Your goal =>
Retype the material word for word.
- - -
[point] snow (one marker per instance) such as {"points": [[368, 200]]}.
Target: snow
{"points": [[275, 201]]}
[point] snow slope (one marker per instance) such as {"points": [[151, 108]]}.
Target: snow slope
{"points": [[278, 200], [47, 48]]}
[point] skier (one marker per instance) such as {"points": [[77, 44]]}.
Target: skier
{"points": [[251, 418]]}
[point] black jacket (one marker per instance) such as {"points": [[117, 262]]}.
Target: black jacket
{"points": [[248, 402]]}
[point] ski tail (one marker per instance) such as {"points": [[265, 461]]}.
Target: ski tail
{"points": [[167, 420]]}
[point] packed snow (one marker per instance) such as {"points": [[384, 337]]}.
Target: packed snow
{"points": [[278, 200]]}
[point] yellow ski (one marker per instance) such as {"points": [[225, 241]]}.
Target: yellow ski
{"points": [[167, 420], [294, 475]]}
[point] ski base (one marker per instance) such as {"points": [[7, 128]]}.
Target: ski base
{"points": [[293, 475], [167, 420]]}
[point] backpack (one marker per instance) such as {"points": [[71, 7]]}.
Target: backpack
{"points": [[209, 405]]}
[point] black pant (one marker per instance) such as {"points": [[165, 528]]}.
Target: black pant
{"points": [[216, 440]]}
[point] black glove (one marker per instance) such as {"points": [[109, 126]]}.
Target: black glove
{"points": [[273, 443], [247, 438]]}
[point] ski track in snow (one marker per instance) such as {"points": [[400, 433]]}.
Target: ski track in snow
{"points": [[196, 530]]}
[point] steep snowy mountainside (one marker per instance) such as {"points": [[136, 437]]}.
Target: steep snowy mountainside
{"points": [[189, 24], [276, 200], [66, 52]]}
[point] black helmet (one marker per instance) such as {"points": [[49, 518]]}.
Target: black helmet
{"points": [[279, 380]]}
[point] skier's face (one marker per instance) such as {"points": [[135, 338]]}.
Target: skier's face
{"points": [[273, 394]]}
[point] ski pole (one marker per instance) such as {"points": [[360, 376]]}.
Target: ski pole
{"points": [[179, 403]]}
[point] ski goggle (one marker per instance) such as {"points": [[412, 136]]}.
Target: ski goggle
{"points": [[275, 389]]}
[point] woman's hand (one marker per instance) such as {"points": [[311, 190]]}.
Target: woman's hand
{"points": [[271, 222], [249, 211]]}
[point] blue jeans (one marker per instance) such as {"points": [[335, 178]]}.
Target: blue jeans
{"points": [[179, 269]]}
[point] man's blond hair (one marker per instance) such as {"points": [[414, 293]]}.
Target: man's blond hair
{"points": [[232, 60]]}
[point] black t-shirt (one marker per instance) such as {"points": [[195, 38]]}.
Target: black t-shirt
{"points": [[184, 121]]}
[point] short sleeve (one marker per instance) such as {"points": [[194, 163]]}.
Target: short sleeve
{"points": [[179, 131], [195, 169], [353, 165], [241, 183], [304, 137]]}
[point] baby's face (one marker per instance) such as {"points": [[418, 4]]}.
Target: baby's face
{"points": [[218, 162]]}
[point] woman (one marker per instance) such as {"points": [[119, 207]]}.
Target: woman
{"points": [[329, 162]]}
- - -
Exercise answer =>
[point] snow (one marker per instance) such as {"points": [[368, 200]]}.
Target: snow
{"points": [[275, 201]]}
[point] snow slope (one marker per instance) such as {"points": [[151, 108]]}.
Target: snow slope
{"points": [[278, 200], [47, 48]]}
[point] skier (one marker per instance) such as {"points": [[77, 44]]}.
Target: skier
{"points": [[251, 418]]}
[point] black jacket (one marker per instance) such as {"points": [[117, 262]]}.
Target: black jacket
{"points": [[248, 402]]}
[point] ski tail (one marker per instance) such as {"points": [[265, 461]]}.
Target: ski tail
{"points": [[167, 420]]}
[point] packed snow (one marker per instance) such as {"points": [[384, 337]]}.
Target: packed snow
{"points": [[278, 200]]}
[point] yellow ski (one marker per instance) such as {"points": [[225, 241]]}.
Target: yellow ski
{"points": [[167, 420], [294, 475]]}
[point] ski base (one marker per instance) such as {"points": [[7, 128]]}.
Target: ski base
{"points": [[293, 475], [167, 420]]}
[point] backpack (one marker per instance) such as {"points": [[71, 7]]}.
Target: backpack
{"points": [[209, 405]]}
[point] black pant (one marker per instance) such as {"points": [[165, 528]]}.
Target: black pant
{"points": [[216, 440]]}
[point] black glove (one marker per instance) such as {"points": [[109, 126]]}.
Target: black glove
{"points": [[273, 443], [247, 438]]}
[point] ski track in snow (one marker per instance) such as {"points": [[400, 433]]}.
Target: ski track in snow
{"points": [[196, 530]]}
[point] steep snowy mountainside (one marker per instance) such as {"points": [[136, 437]]}.
Target: steep snowy mountainside
{"points": [[189, 24], [276, 200], [66, 52]]}
[point] black helmet (one marker per instance) such as {"points": [[49, 518]]}.
Target: black helmet
{"points": [[279, 380]]}
[point] skier's face (one marker per instance) such as {"points": [[135, 338]]}.
Target: skier's face
{"points": [[273, 394]]}
[point] ski pole (one marker per instance) such as {"points": [[360, 376]]}.
Target: ski pole
{"points": [[179, 403]]}
[point] ski goggle (one marker per instance) such as {"points": [[412, 136]]}.
Target: ski goggle
{"points": [[275, 389]]}
[point] woman's hand (one marker per instance) such as {"points": [[311, 190]]}.
Target: woman's hand
{"points": [[271, 222], [249, 211]]}
[point] blue jeans (one marker per instance) such as {"points": [[335, 178]]}.
Target: blue jeans
{"points": [[179, 269]]}
[point] man's blond hair (one marker per instance) such as {"points": [[414, 293]]}.
Target: man's blond hair
{"points": [[232, 60]]}
[point] black t-shirt (one marker per instance) such as {"points": [[195, 38]]}.
Target: black t-shirt
{"points": [[184, 121]]}
[point] short sleeve (one marker per instance) such as {"points": [[194, 163]]}.
Target: short sleeve
{"points": [[179, 131], [195, 169], [353, 165], [241, 183], [304, 137]]}
[point] baby's face (one marker per instance) such as {"points": [[418, 4]]}.
Target: baby's face
{"points": [[218, 162]]}
[point] woman (one marker per instance) such as {"points": [[119, 207]]}.
Target: woman
{"points": [[329, 162]]}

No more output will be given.